Exercise prompt
Take the line that has "Pick out each instance of the white bowl" in it and every line after it to the end of the entries, and reproduce them exactly.

'''

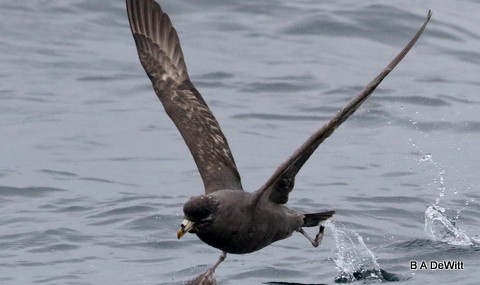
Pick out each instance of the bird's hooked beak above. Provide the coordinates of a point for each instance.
(185, 227)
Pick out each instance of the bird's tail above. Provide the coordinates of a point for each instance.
(312, 220)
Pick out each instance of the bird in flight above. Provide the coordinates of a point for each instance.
(225, 216)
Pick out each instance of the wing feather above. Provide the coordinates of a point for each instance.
(280, 184)
(162, 58)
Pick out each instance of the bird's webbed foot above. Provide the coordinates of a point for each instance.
(318, 238)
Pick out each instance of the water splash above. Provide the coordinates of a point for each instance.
(354, 260)
(439, 228)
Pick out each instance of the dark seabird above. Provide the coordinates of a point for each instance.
(226, 217)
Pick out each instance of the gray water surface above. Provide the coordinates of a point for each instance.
(93, 174)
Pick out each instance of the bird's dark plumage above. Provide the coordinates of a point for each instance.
(226, 217)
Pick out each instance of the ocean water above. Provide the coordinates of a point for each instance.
(93, 174)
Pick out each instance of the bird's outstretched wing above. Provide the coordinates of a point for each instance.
(281, 183)
(161, 56)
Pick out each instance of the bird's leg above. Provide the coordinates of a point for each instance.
(318, 238)
(220, 260)
(207, 277)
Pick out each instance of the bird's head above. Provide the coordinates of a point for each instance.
(199, 212)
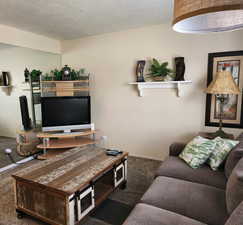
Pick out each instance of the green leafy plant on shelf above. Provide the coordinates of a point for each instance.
(160, 71)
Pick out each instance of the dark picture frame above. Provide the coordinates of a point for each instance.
(234, 61)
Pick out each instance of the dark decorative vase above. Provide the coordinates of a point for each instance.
(180, 68)
(140, 70)
(26, 75)
(5, 78)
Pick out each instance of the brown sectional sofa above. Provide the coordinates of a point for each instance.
(181, 195)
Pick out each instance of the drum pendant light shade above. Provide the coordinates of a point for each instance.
(204, 16)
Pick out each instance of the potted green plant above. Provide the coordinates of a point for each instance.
(160, 71)
(56, 74)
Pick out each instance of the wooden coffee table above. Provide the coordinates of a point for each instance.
(64, 189)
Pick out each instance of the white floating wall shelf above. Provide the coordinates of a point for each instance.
(7, 89)
(157, 85)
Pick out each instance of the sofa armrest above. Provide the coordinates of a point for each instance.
(176, 148)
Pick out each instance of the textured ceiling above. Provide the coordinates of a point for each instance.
(70, 19)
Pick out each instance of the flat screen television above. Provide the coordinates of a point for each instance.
(65, 113)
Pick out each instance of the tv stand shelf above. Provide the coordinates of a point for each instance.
(64, 141)
(67, 143)
(65, 135)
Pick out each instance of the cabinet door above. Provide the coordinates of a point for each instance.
(119, 174)
(71, 210)
(85, 202)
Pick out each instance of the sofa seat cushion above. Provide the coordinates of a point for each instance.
(177, 168)
(149, 215)
(234, 157)
(236, 218)
(197, 201)
(234, 189)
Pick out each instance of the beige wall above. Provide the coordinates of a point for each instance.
(146, 126)
(15, 59)
(13, 36)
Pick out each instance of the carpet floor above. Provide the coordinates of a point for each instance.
(113, 211)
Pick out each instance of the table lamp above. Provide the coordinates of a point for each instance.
(222, 86)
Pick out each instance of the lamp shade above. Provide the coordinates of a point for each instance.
(223, 84)
(203, 16)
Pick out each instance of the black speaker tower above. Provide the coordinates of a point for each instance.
(26, 121)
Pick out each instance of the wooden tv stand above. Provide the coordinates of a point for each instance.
(63, 141)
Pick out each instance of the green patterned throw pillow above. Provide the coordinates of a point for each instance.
(197, 151)
(222, 149)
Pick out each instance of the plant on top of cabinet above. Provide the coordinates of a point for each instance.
(160, 71)
(35, 75)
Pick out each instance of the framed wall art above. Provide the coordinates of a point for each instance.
(232, 109)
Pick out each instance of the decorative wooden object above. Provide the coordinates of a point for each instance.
(64, 141)
(158, 85)
(64, 88)
(198, 16)
(66, 188)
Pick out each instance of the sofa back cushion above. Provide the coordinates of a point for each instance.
(234, 188)
(236, 218)
(234, 156)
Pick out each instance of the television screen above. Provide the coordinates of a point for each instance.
(65, 111)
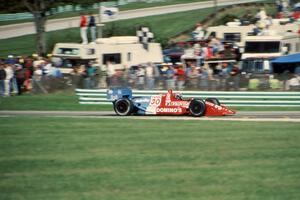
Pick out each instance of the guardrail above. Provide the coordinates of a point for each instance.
(238, 99)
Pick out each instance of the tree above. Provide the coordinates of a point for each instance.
(39, 8)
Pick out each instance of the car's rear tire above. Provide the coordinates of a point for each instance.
(214, 101)
(123, 107)
(197, 108)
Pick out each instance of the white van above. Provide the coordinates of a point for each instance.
(233, 32)
(260, 50)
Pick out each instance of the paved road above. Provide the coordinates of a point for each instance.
(288, 116)
(15, 30)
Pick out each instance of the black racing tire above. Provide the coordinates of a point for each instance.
(197, 107)
(123, 107)
(214, 101)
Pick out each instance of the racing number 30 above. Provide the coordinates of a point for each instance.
(155, 101)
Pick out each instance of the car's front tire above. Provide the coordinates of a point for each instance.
(197, 108)
(123, 107)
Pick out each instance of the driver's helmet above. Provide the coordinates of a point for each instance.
(178, 96)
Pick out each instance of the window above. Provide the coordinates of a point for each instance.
(114, 58)
(68, 51)
(232, 37)
(262, 47)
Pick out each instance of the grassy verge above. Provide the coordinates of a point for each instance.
(69, 101)
(131, 6)
(63, 158)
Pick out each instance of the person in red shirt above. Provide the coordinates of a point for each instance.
(83, 28)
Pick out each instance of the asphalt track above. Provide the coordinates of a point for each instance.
(260, 116)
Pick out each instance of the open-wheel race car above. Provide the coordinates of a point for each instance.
(164, 104)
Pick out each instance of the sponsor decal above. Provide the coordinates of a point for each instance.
(142, 100)
(155, 101)
(168, 110)
(178, 103)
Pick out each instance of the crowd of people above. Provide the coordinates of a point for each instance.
(23, 74)
(42, 75)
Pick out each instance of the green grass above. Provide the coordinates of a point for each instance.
(123, 159)
(163, 26)
(55, 101)
(68, 101)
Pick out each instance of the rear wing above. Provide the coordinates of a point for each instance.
(118, 93)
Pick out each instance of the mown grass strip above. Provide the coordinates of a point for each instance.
(48, 158)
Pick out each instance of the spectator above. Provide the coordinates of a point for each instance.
(110, 70)
(92, 27)
(141, 77)
(20, 78)
(180, 77)
(2, 78)
(7, 82)
(150, 76)
(198, 33)
(83, 28)
(170, 82)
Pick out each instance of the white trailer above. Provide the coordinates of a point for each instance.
(233, 32)
(123, 51)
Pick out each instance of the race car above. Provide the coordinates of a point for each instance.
(164, 104)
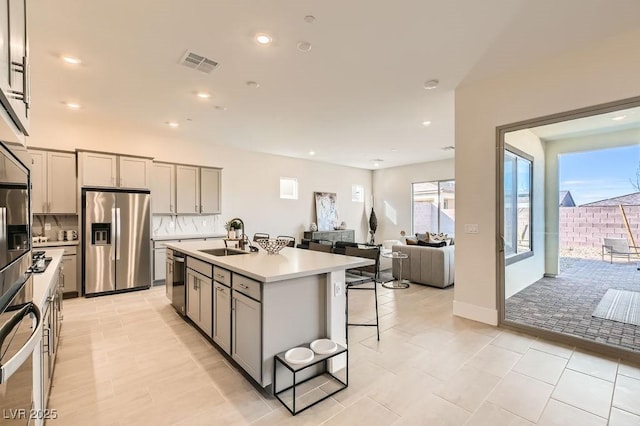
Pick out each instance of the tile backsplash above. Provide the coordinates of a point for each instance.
(163, 225)
(57, 222)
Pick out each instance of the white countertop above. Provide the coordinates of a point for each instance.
(56, 244)
(186, 236)
(42, 282)
(289, 263)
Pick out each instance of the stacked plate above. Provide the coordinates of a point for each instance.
(324, 346)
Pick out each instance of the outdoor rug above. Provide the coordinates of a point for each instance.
(619, 305)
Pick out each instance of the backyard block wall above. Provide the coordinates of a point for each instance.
(587, 226)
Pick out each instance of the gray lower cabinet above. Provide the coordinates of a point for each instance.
(200, 300)
(222, 316)
(246, 336)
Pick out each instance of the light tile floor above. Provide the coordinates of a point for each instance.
(129, 359)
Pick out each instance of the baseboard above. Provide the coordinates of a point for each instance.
(476, 313)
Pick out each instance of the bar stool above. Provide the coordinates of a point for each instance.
(356, 278)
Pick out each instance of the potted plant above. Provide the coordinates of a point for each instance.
(234, 229)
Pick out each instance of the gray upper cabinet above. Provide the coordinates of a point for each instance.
(198, 190)
(114, 171)
(53, 177)
(188, 193)
(14, 71)
(210, 183)
(163, 188)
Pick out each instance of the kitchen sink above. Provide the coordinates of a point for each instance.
(223, 252)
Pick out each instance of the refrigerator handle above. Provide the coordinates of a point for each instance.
(118, 233)
(113, 232)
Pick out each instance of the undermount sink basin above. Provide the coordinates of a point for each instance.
(223, 252)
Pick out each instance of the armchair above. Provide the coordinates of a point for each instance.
(619, 247)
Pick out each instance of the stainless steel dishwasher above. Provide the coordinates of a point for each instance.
(175, 280)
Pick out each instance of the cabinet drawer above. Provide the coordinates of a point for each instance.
(222, 276)
(247, 286)
(200, 266)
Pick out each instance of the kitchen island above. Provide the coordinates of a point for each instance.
(256, 305)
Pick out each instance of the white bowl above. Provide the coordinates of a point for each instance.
(298, 355)
(324, 346)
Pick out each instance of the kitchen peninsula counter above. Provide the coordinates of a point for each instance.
(264, 267)
(256, 305)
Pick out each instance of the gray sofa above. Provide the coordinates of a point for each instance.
(432, 266)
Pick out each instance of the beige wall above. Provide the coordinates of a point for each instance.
(250, 180)
(392, 190)
(599, 73)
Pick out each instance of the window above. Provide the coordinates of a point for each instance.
(518, 178)
(289, 188)
(434, 206)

'''

Written answer
Pick out each instance of the white bowl above. Provide the coordinates of a point for each instance.
(298, 355)
(324, 346)
Pick out each instance of the kitchen peninsula counter above. Provide the coordinates of a point for each instance.
(264, 267)
(256, 305)
Pick out each instance of the gray sofa above. Provide the coordinates of a point for each instance.
(432, 266)
Pick out each instance of the beige wall above. Provide the coordinates of a point for each instance.
(250, 180)
(392, 190)
(599, 73)
Pick out each instance of the window above. Provide the coordinates of a point for each instance.
(518, 178)
(289, 188)
(434, 206)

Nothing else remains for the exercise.